# start of Data rows
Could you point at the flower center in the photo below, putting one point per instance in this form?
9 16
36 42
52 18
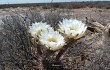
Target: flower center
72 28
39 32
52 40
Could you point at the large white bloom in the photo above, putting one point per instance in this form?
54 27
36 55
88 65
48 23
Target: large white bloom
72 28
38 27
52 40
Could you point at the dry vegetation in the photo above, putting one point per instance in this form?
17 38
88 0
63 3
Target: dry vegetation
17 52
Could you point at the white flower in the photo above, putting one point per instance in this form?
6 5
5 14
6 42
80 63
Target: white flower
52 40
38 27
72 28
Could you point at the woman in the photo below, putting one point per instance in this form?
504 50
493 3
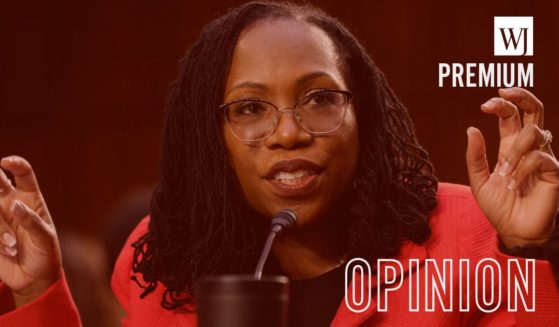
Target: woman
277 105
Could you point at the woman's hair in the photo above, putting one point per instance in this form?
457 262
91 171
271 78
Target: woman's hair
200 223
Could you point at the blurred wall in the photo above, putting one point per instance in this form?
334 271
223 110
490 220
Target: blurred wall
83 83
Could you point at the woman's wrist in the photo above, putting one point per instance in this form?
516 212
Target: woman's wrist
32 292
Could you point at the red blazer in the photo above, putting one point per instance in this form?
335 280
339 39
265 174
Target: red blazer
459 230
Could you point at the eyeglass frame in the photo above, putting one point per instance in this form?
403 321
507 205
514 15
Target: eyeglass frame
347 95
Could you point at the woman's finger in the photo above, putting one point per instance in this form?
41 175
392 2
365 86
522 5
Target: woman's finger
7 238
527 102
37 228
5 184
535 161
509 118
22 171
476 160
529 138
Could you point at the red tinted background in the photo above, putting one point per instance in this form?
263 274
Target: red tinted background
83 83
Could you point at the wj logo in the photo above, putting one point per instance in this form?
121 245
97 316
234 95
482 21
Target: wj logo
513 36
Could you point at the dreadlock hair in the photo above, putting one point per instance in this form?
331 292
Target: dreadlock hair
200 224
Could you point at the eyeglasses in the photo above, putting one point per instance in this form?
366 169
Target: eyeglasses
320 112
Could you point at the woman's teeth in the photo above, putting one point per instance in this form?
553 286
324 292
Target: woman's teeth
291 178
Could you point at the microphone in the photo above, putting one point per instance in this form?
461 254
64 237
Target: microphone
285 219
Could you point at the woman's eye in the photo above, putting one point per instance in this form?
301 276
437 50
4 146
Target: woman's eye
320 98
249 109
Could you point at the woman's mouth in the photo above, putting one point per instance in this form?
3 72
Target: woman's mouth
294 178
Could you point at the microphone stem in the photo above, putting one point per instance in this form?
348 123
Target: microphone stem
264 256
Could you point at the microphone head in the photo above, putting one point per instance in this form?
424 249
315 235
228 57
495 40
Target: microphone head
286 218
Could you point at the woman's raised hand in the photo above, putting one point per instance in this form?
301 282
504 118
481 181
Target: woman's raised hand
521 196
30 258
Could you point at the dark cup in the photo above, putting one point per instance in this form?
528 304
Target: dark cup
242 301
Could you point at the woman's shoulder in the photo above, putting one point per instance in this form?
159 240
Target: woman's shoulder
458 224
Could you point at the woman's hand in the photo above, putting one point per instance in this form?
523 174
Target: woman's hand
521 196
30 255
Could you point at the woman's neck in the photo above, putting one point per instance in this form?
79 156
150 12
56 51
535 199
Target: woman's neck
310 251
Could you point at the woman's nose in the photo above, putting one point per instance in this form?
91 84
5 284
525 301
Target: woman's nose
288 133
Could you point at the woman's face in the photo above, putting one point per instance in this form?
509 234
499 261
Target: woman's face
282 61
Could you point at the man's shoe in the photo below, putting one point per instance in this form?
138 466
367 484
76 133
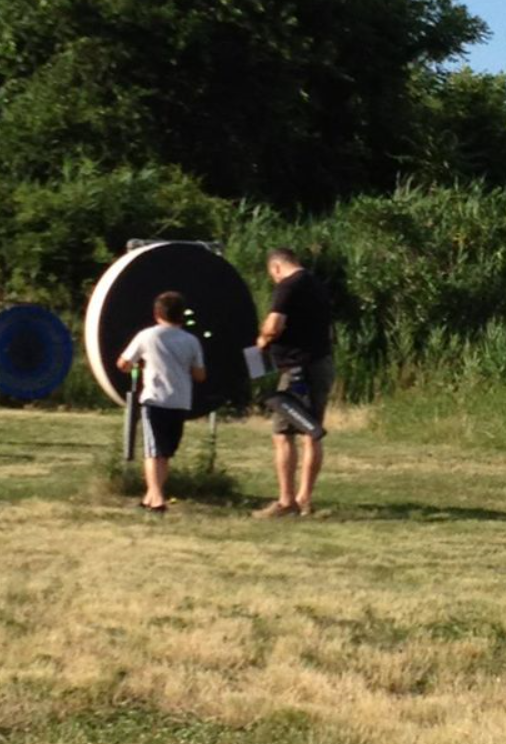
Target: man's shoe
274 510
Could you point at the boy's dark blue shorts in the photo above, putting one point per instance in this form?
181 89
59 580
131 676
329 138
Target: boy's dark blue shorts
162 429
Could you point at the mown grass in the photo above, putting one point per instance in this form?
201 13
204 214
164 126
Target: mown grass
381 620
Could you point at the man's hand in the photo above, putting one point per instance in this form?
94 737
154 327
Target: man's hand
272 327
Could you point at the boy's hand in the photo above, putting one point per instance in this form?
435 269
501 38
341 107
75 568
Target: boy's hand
# end of Data rows
Given task ▸
Take the listing and print it again exactly, but without any pictures.

The result ▸
Could you point at the flower center in the photo below, putting one point per instance in this form?
9 16
36 42
52 18
Target: flower center
72 28
39 32
52 40
Could you point at the large white bloom in the photo above, putting one point per instance in this form?
54 27
36 55
88 65
48 23
Target: large white bloom
72 28
38 27
52 40
Could you point at the dry vegetation in the photo above, putting one point per instance in this form?
17 38
88 0
63 3
Target: dry vegetation
17 52
Could you point at the white flower in the photo above, putting one point per instance in this form?
6 5
5 14
6 42
80 63
Target: white flower
52 40
38 27
72 28
Could you point at the woman in the photo below, putting one point per instance in this form?
504 50
493 3
Target: woman
277 105
Could you point at the woman's hair in the photo above, putting one point per instance in this form?
457 262
91 171
271 78
Target: woman's hair
200 223
Could you point at the blurred wall in the photo above, putting one point per instance in this form?
334 271
223 110
490 220
Target: blurred wall
83 83
Could you point at the woman's wrist in the photo above, putting one point per instance in this form?
516 212
Target: woman's wrist
32 292
Could you point at the red blazer in the photo above, putting one point per instance in this form?
335 280
339 39
265 174
Target: red blazer
459 230
Could you point at the eyeglass frame in the photo above, putting one point per instance in this form?
403 321
507 205
514 15
Target: eyeglass frame
347 95
Could you point at the woman's finger in the photo above, putting one point per instance in this form?
41 175
392 2
365 86
522 5
Target: woman's finger
7 238
527 102
37 228
5 184
535 161
509 118
22 171
476 160
529 138
Could you point at the red tinted background in the photo above, putting one point per instance in this form?
263 274
Target: red tinted background
83 83
Could you point at the wj logo in the photo above, putting one point per instance in this form?
121 245
97 316
234 95
482 21
Target: wj logo
513 36
Could you point at the dreadlock hair in the photo above, putting one point per instance in this form?
331 292
Target: dreadlock hair
200 224
Could you point at the eyeglasses in the photo above, putting one point per instance in this form?
366 169
Target: eyeglasses
320 112
Could you point at the woman's teeth in the photo above, putting one point per instance in this form?
553 286
324 292
Target: woman's teeth
291 178
Could you point at the microphone in the photo above, putting one point per instance in this form?
461 254
64 237
Target: microphone
285 219
Could you point at the woman's eye in the photo above, putting one point per instance in this form?
301 276
437 50
4 146
Target: woman's eye
320 98
249 109
Could you point at the woman's mouth in the photo above, putting one point per instance in this form?
3 72
Target: woman's mouth
294 178
Could you point at the microphone stem in the photo above, putting one point per instance in this form?
348 123
Target: microphone stem
264 256
Could you point at the microphone head in the photo above, putting one point per instance in this form?
424 249
315 235
228 57
495 40
Target: microphone head
286 218
Could you point at the woman's raised hand in the photo above, putting one point per instance in this form?
301 282
504 118
481 181
Target: woman's raised hand
521 196
30 258
Could you point at the dark cup in the photo above, putting one point per instance in this form?
528 304
Target: dark cup
242 301
Could you point at the woman's shoulder in the photo above, putting one point per instance in this form?
159 240
Target: woman's shoulder
458 224
Could you point at the woman's hand in the photo above, putting one point per instance in this form?
523 174
Target: woman's hand
521 196
30 255
Could you point at the woman's neck in the photo above, putting one point per instance in this form?
79 156
150 12
56 51
535 199
Target: woman's neck
310 251
Could you point at the woman's nose in the photo above, putting one point per instance in this form?
91 84
5 284
525 301
Target: woman's nose
288 133
Could you point at the woman's face in the photo above, putting one point per instance in this form?
509 234
499 261
Target: woman's face
282 61
Could you point at the man's shoe in the photo below, putting one point per instance in this form?
138 466
367 484
76 133
Target: man's shoe
274 510
Could you point at the boy's dark blue shorts in the photo above, putting one point per instance in this form?
181 89
59 580
131 676
329 138
Target: boy's dark blue shorts
162 429
Could you point at the mown grass in the photo above, putting one point per instance in this form?
201 13
204 214
164 126
Target: mown grass
381 620
Could you point at the man's hand in the photo above, putting one point per instance in this form?
94 737
154 327
Target: man's hand
272 327
Could you point at the boy's hand in the photo above, putting one point per instance in this form?
435 269
501 38
341 107
75 568
Target: boy's hand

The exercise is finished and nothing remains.